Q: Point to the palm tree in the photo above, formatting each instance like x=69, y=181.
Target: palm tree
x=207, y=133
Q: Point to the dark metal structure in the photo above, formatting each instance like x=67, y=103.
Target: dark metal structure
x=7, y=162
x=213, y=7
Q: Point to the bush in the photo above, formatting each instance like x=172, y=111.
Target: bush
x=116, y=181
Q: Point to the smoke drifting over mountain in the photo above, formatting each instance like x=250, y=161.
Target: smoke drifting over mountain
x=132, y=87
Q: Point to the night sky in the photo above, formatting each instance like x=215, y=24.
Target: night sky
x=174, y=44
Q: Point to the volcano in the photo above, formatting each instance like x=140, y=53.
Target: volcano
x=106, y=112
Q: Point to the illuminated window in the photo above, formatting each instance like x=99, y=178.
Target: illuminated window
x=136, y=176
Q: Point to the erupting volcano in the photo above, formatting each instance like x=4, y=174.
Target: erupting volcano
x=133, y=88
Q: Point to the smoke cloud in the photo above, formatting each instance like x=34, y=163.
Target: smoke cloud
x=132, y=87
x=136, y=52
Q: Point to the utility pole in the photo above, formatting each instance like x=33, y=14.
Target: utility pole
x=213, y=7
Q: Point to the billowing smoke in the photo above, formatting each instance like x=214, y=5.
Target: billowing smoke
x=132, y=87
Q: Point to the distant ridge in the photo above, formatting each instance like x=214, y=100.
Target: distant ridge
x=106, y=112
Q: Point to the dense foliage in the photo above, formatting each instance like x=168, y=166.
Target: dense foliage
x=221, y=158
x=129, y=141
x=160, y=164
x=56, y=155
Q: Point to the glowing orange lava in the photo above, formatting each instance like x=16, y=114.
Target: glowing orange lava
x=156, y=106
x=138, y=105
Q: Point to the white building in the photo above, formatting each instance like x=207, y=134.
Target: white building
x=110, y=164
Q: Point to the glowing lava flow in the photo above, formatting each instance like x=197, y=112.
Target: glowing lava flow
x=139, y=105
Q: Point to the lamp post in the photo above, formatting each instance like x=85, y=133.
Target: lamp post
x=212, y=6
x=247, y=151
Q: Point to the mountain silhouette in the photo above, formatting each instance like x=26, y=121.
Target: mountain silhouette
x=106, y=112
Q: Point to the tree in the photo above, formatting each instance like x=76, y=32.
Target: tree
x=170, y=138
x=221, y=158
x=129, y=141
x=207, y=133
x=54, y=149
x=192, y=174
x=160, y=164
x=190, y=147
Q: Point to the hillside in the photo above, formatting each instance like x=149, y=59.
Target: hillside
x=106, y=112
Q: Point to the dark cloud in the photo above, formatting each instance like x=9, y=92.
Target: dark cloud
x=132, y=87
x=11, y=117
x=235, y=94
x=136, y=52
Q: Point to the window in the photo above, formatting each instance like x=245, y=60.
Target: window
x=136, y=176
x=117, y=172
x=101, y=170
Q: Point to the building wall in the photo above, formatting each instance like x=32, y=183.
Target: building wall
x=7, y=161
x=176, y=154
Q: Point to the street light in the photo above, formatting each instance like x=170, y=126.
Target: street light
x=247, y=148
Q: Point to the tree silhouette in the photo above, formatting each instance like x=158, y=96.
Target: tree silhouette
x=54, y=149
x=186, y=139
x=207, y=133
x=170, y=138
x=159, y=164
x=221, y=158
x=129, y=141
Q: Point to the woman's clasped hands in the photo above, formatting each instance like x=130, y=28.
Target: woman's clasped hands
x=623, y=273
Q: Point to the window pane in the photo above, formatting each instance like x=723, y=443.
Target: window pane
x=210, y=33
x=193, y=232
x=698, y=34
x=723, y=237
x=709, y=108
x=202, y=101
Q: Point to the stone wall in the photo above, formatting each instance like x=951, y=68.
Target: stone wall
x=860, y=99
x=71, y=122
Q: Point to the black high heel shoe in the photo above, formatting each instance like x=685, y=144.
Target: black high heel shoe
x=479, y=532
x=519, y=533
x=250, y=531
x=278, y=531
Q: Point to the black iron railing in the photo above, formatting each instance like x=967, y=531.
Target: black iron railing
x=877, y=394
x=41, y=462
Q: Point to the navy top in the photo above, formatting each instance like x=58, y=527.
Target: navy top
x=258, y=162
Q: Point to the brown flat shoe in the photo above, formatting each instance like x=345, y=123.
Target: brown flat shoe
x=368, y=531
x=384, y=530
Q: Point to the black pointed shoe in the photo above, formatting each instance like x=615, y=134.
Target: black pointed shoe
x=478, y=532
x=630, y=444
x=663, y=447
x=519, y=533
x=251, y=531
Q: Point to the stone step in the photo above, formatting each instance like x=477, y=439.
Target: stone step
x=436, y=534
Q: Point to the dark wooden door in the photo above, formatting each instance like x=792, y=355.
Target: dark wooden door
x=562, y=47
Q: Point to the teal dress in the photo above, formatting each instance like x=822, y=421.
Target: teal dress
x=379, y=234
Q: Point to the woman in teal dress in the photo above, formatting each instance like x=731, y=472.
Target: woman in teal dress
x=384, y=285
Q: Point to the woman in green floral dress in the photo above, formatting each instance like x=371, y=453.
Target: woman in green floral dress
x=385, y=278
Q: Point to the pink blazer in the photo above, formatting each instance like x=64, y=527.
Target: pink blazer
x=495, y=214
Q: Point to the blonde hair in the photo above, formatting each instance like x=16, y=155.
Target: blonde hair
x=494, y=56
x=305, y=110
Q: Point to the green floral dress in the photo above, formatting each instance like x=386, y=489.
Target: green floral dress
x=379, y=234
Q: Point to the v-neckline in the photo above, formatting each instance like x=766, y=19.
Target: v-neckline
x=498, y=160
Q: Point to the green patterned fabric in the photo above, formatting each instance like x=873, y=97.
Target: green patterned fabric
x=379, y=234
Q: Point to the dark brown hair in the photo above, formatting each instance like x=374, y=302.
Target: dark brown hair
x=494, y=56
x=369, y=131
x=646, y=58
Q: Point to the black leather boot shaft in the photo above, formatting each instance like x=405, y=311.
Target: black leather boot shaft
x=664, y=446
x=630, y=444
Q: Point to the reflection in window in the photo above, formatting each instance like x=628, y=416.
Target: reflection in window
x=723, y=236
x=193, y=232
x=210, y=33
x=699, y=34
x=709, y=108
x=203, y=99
——
Please transcribe the material above in full, keeping every character intact.

Q: Point to the palm tree in the photo above, formatting each instance like x=69, y=181.
Target: palm tree
x=207, y=133
Q: Point to the dark metal structure in the photo above, formatting each instance like x=67, y=103.
Target: dark metal structure
x=7, y=162
x=213, y=7
Q: Point to the bush in the photo above, formatting each instance like x=172, y=111.
Target: bush
x=116, y=181
Q: Point to the smoke drifting over mountain in the photo above, formatting each instance like x=250, y=161.
Target: smoke drifting over mountain
x=132, y=87
Q: Point to the night sky in the photo above, formatting each instance like x=215, y=24.
Target: night sky
x=174, y=44
Q: Point to the volcano in the photo above, formatting each instance like x=140, y=53.
Target: volcano
x=106, y=112
Q: Point to the illuminated window in the photo above, formatting each instance like x=99, y=178.
Target: illuminated window
x=136, y=176
Q: Point to the erupting volcano in the photo above, formatting each instance like x=4, y=174.
Target: erupting volcano
x=133, y=88
Q: Point to the smoke cloud in the photo above, formatting each instance like x=34, y=163.
Target: smoke cloud
x=132, y=87
x=136, y=52
Q: Point to the utility pole in the photo above, formatting each instance like x=33, y=14.
Target: utility pole
x=213, y=7
Q: Point to the billowing smoke in the photo above, formatting each instance like x=214, y=5.
Target: billowing smoke
x=132, y=87
Q: Point to the distant ridge in the photo above, formatting each instance like x=214, y=100.
Target: distant ridge
x=106, y=112
Q: Point to the dense foliage in the photo above, formatting each instance like x=168, y=166.
Target: dense foliage
x=221, y=158
x=129, y=141
x=160, y=164
x=56, y=155
Q: Point to the glowing orange lava in the photo above, formatting each instance like x=16, y=114.
Target: glowing orange lava
x=156, y=106
x=138, y=105
Q: Point to the white building in the photo above, formatting each instance like x=207, y=134.
Target: white building
x=110, y=164
Q: Point to the glowing lava flow in the photo above, formatting each instance like x=197, y=112.
Target: glowing lava flow
x=139, y=105
Q: Point to the lamp post in the photo above, formatting each instance like x=85, y=133.
Target: lamp post
x=212, y=6
x=247, y=151
Q: Point to the mountain silhouette in the photo above, formatting each instance like x=26, y=121.
Target: mountain silhouette
x=106, y=112
Q: Point to the tree in the photo above, formatting each instance like x=76, y=32.
Target: tree
x=170, y=138
x=221, y=158
x=129, y=141
x=207, y=133
x=54, y=149
x=192, y=174
x=160, y=164
x=190, y=147
Q: Point to the hillside in the photo above, formatting each instance like x=149, y=59.
Target: hillside
x=106, y=112
Q: Point to the dark cloud in the photo above, formatting each instance like x=9, y=92.
Target: dark cloud
x=132, y=87
x=11, y=117
x=235, y=94
x=136, y=52
Q: Point to the window in the photo above, formatting each instance like x=245, y=60.
Target: window
x=136, y=176
x=117, y=172
x=101, y=170
Q: Point to the building wall in the photo above, formatting each instance like x=32, y=183.
Target: building wall
x=7, y=161
x=176, y=154
Q: Point to the street light in the photo above, formatting each instance like x=170, y=126.
Target: street light
x=247, y=148
Q: Point to the tree silhouette in the photo above, formatting each instance like x=158, y=96.
Target: tree silhouette
x=54, y=149
x=186, y=139
x=207, y=133
x=170, y=138
x=159, y=164
x=221, y=158
x=129, y=141
Q: Point to the woman's clasped hands in the photo above, formatting each instance like x=130, y=28.
Target: woman's clasped hands
x=623, y=273
Q: Point to the window pane in the photo above, formatting each instance like x=723, y=443.
Target: window pane
x=210, y=33
x=193, y=232
x=698, y=34
x=723, y=237
x=709, y=108
x=202, y=101
Q: Point to the stone wall in the photo above, formatting each instance like x=951, y=68.
Target: stone wall
x=860, y=99
x=71, y=122
Q: Point to the black high heel shoe in the photo above, formatting each instance like x=685, y=144.
Target: black high heel shoe
x=479, y=532
x=519, y=533
x=250, y=531
x=278, y=531
Q: Point to the black iron railing in the photo above, formatting each instance like x=967, y=531.
Target: black iron railing
x=877, y=394
x=41, y=462
Q: Point to the navy top in the photo above, formatting each instance like x=58, y=527.
Target: navy top
x=258, y=162
Q: Point to the brown flat shoe in the photo above, formatting each instance like x=345, y=123.
Target: brown flat shoe
x=368, y=531
x=384, y=530
Q: Point to the black pointed shoe in the photo above, formatting each instance like x=615, y=134.
Target: black pointed shoe
x=478, y=532
x=630, y=444
x=663, y=447
x=519, y=533
x=251, y=531
Q: Point to the stone step in the photo above, formatting each instance like x=477, y=439.
Target: stone step
x=436, y=534
Q: Point to the dark wooden door in the photo above, formatting each instance like x=792, y=355.
Target: dark wooden door
x=562, y=47
Q: Point to the teal dress in the photo above, formatting each instance like x=822, y=421.
Target: teal dress
x=379, y=234
Q: Point to the woman in teal dress in the photo above, formatting each instance like x=731, y=472.
Target: woman in teal dress
x=384, y=285
Q: Point to the woman in green floral dress in the photo above, formatting each instance like x=371, y=453.
Target: woman in green floral dress
x=385, y=278
Q: Point to the pink blazer in the photo above, formatting each instance like x=64, y=527.
Target: pink blazer
x=495, y=214
Q: Point to the blonde hair in the photo above, formatting each instance like x=16, y=155.
Target: blonde hair
x=494, y=56
x=305, y=110
Q: Point to the green floral dress in the photo above, formatting each instance like x=386, y=489.
Target: green floral dress
x=379, y=234
Q: Point to the v-neckline in the photo above, formatting each instance like x=766, y=19.
Target: v-neckline
x=498, y=160
Q: Point to the green patterned fabric in the photo above, formatting each instance like x=873, y=97.
Target: green patterned fabric
x=379, y=234
Q: Point to the dark brown hair in the photo above, formatting each instance like x=374, y=302.
Target: dark brown hair
x=494, y=56
x=369, y=131
x=646, y=58
Q: Point to the black leather boot shaft in the photo above, formatting each instance like x=405, y=311.
Target: black leather boot shaft
x=664, y=446
x=630, y=444
Q: Point to the reflection in window in the photo above, formatting each instance like x=628, y=416.
Target: reflection in window
x=723, y=236
x=193, y=232
x=210, y=33
x=699, y=34
x=709, y=108
x=203, y=99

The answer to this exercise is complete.